Article —
***

Python tries to keep at least 1/3 of the buckets empty; if the hash table becomes too crowded, it is copied to a new location with room for more buckets.

To put an item in a hash table, the first step is to calculate the hash value of the item key, which is done with the hash() built-in function, explained next.

Hashes and equality

The hash() built-in function works directly with built-in types and falls back to calling __hash__ for user-defined types. If two objects compare equal, their hash values must also be equal, otherwise the hash table algorithm does not work. For example, because 1 == 1.0 is true, hash(1) == hash(1.0) must also be true, even though the internal representation of an int and a float are very different.7

Also, to be effective as hash table indexes, hash values should scatter around the index space as much as possible. This means that, ideally, objects that are similar but not equal should have hash values that differ widely. Example 3-16 is the output of a script to compare the bit patterns of hash values. Note how the hashes of 1 and 1.0 are the same, but those of 1.0001, 1.0002, and 1.0003 are very different.

Example 3-16. Comparing hash bit patterns of 1, 1.0001, 1.0002, and 1.0003 on a 32-bit build of Python (bits that are different in the hashes above and below are highlighted with ! and the right column shows the number of bits that differ)

***

Instruction A — According to the passage on hash tables, what share of the buckets does Python try to keep empty?
Instruction B — In the passage on hash tables, write out the words starting with "Hashes and equality" and going on through "1.0003 are very different.", swapping "scatter" for "spread".
The listing plays no part in any of this.

Data entries —
***

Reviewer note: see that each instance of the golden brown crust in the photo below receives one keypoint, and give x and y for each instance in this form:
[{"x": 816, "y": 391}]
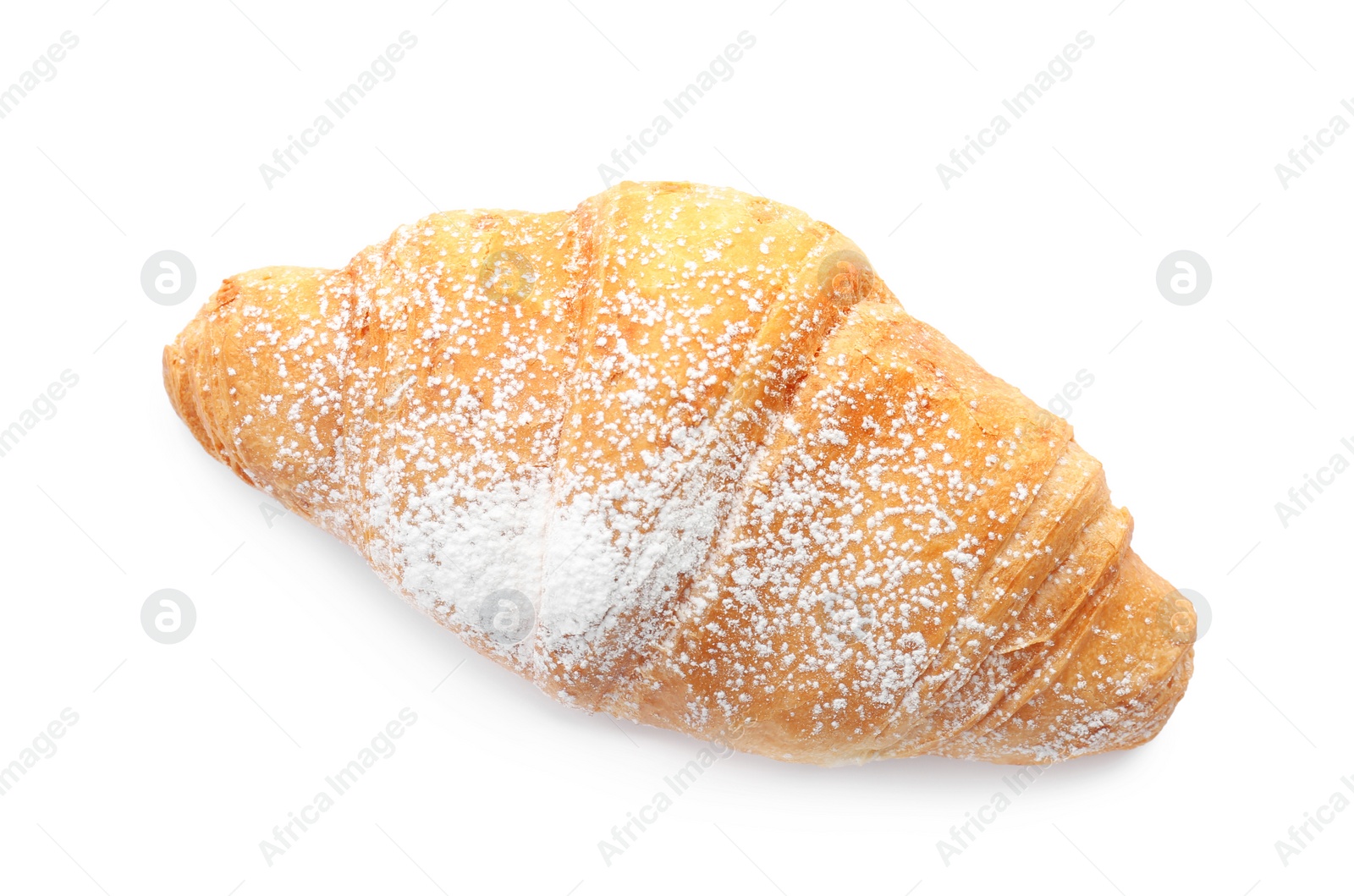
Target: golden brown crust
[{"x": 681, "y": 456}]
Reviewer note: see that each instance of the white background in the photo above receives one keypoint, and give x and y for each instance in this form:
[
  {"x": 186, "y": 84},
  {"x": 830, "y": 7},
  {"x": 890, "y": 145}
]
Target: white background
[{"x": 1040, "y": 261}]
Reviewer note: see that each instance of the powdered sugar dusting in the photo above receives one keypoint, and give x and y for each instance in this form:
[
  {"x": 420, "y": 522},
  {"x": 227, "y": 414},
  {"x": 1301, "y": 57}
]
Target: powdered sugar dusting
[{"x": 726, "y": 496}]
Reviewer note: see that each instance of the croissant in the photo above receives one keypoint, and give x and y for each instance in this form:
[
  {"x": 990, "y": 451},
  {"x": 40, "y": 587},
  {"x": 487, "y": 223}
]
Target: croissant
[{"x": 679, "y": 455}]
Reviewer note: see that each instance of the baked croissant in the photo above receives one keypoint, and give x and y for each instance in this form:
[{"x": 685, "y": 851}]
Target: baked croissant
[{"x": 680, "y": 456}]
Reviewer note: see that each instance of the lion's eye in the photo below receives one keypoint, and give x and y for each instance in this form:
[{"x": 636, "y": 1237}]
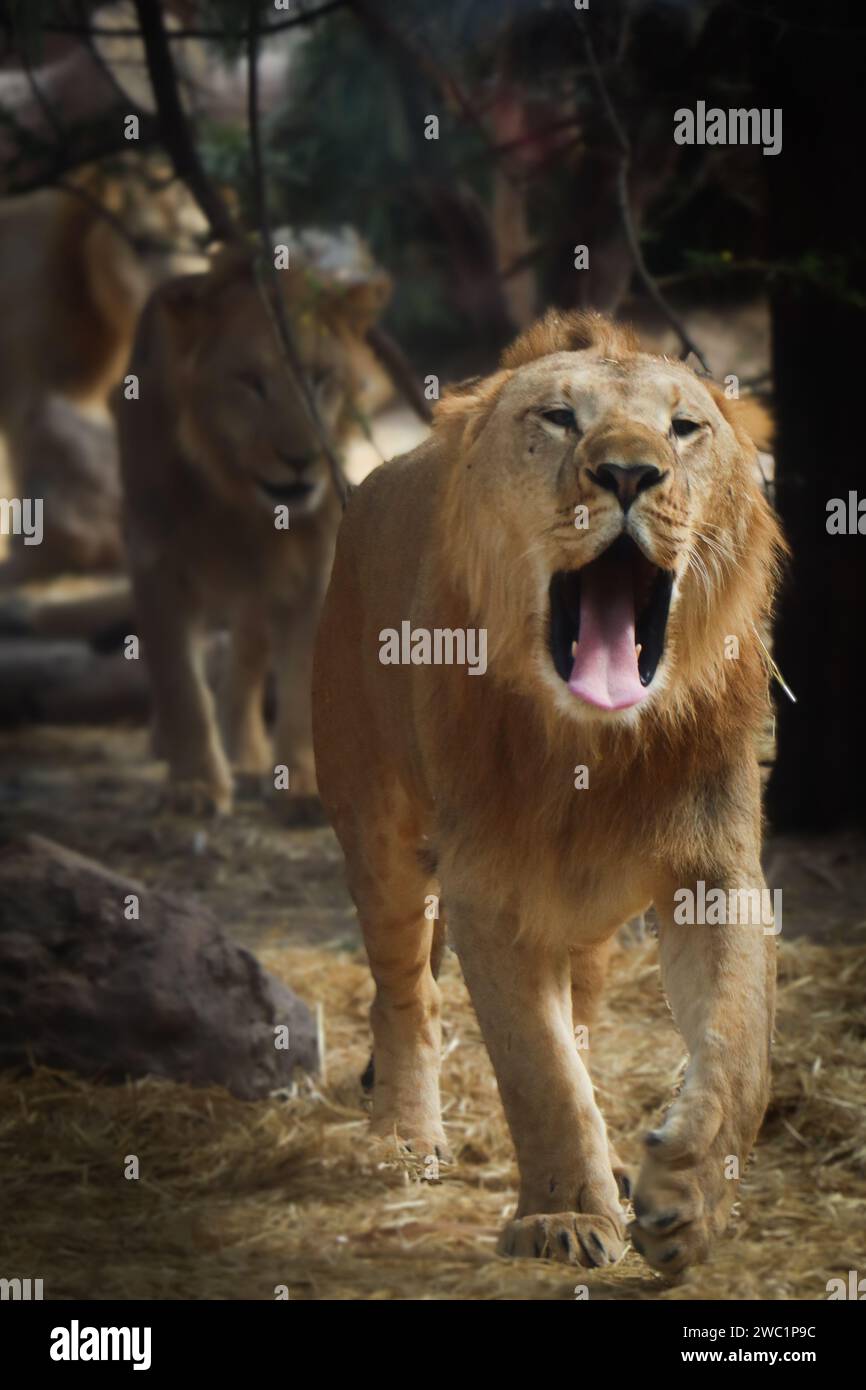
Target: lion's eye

***

Full output A — At least 1/3 of the buckets.

Full output B —
Hashes and equality

The hash() built-in function works directly with built-in types and falls back to calling __hash__ for user-defined types. If two objects compare equal, their hash values must also be equal, otherwise the hash table algorithm does not work. For example, because 1 == 1.0 is true, hash(1) == hash(1.0) must also be true, even though the internal representation of an int and a float are very different.7

Also, to be effective as hash table indexes, hash values should spread around the index space as much as possible. This means that, ideally, objects that are similar but not equal should have hash values that differ widely. Example 3-16 is the output of a script to compare the bit patterns of hash values. Note how the hashes of 1 and 1.0 are the same, but those of 1.0001, 1.0002, and 1.0003 are very different.